**Text segment**

● ● ●

Always, there were the art projects. The whimsical tile mosaics on the wall. The Easter eggs and spectacular handmade Christmas ornaments. The animated movies directed and produced by the Henson children under the wings of their inventive parents.
“I grew up in a fabulously creative household,” says Lisa Henson, 51, now CEO of the Jim Henson Company and the eldest of the five Henson siblings. Not surprising, considering her parents, the artists and puppeteers Jim and Jane Henson, created the Muppets with their 1950s series, Sam and Friends. Jim, the beloved Emmy Award-winning television producer, went on to design and perform iconic characters for Sesame Street and The Muppet Show and to produce myriad other TV and film projects.
Both parents really fostered original thinking, says Henson, whose childhood home was a Greenwich, Conn., farmhouse in a bucolic setting where the Henson siblings could romp through the woods, engage in artistic endeavors and discover their own creative interests.

● ● ●

**Goals**
**A)** According to the Henson family passage, why is it not surprising that Lisa Henson grew up in a creative household? Answer in one to three sentences.
**B)** Name every art project that the Henson family passage lists from the Henson children's upbringing.

● ● ●

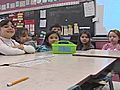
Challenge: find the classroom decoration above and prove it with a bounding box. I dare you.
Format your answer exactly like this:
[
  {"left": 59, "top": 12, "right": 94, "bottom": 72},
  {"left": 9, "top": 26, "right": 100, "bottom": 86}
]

● ● ●

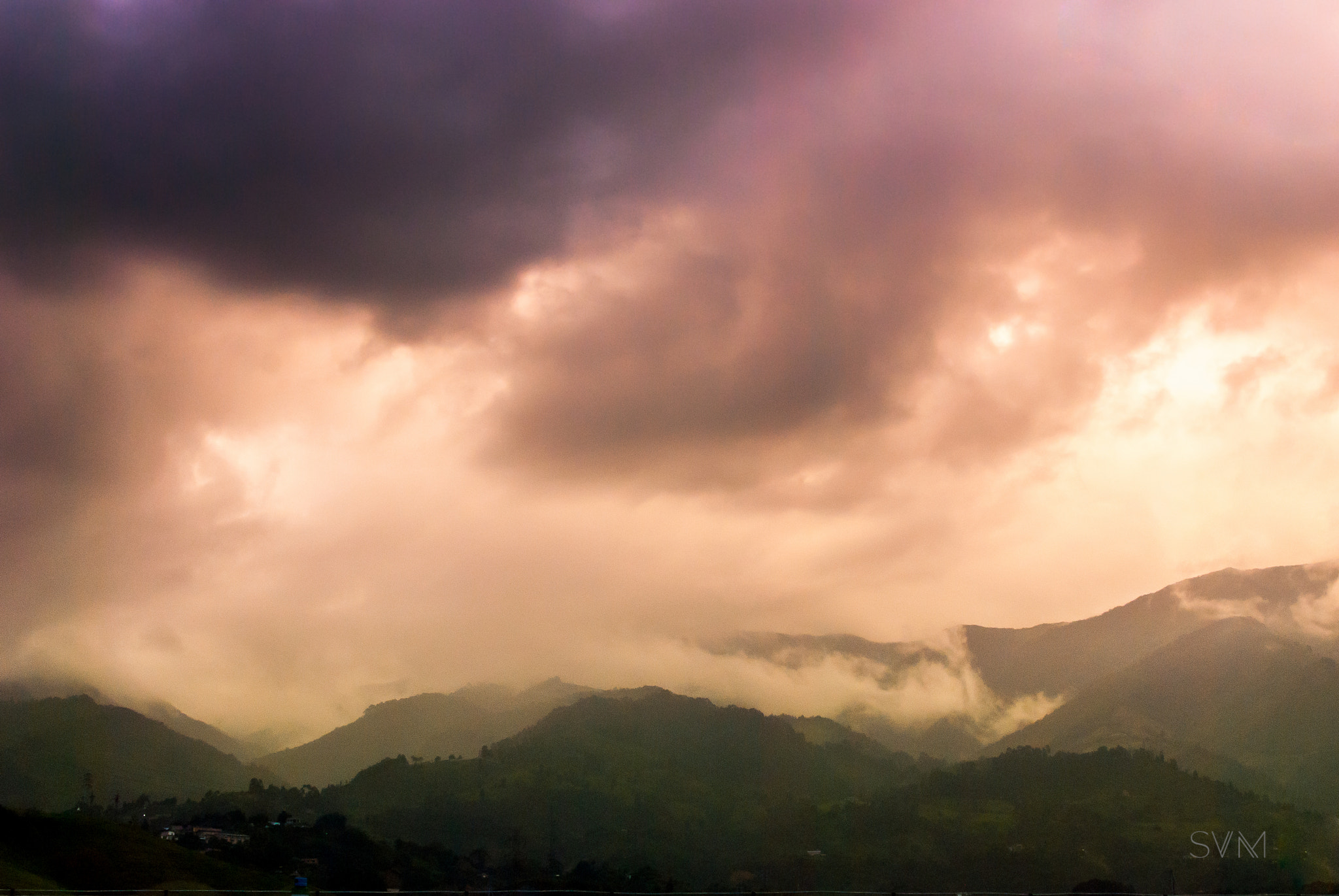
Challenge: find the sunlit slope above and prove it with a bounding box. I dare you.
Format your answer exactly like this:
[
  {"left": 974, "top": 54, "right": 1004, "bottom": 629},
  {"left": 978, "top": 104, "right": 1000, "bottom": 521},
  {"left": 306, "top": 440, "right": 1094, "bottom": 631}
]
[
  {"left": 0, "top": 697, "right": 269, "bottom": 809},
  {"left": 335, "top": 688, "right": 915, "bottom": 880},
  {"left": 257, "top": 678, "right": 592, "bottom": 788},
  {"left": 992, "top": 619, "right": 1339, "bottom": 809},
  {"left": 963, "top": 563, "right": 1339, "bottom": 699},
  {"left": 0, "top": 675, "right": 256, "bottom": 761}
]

● ● ●

**Answers to the exercises**
**A)** Her parents, Jim and Jane Henson, were artists and puppeteers. They created the Muppets with their 1950s series, Sam and Friends.

**B)**
- Whimsical tile mosaics on the wall
- Easter eggs
- Spectacular handmade Christmas ornaments
- Animated movies directed and produced by the Henson children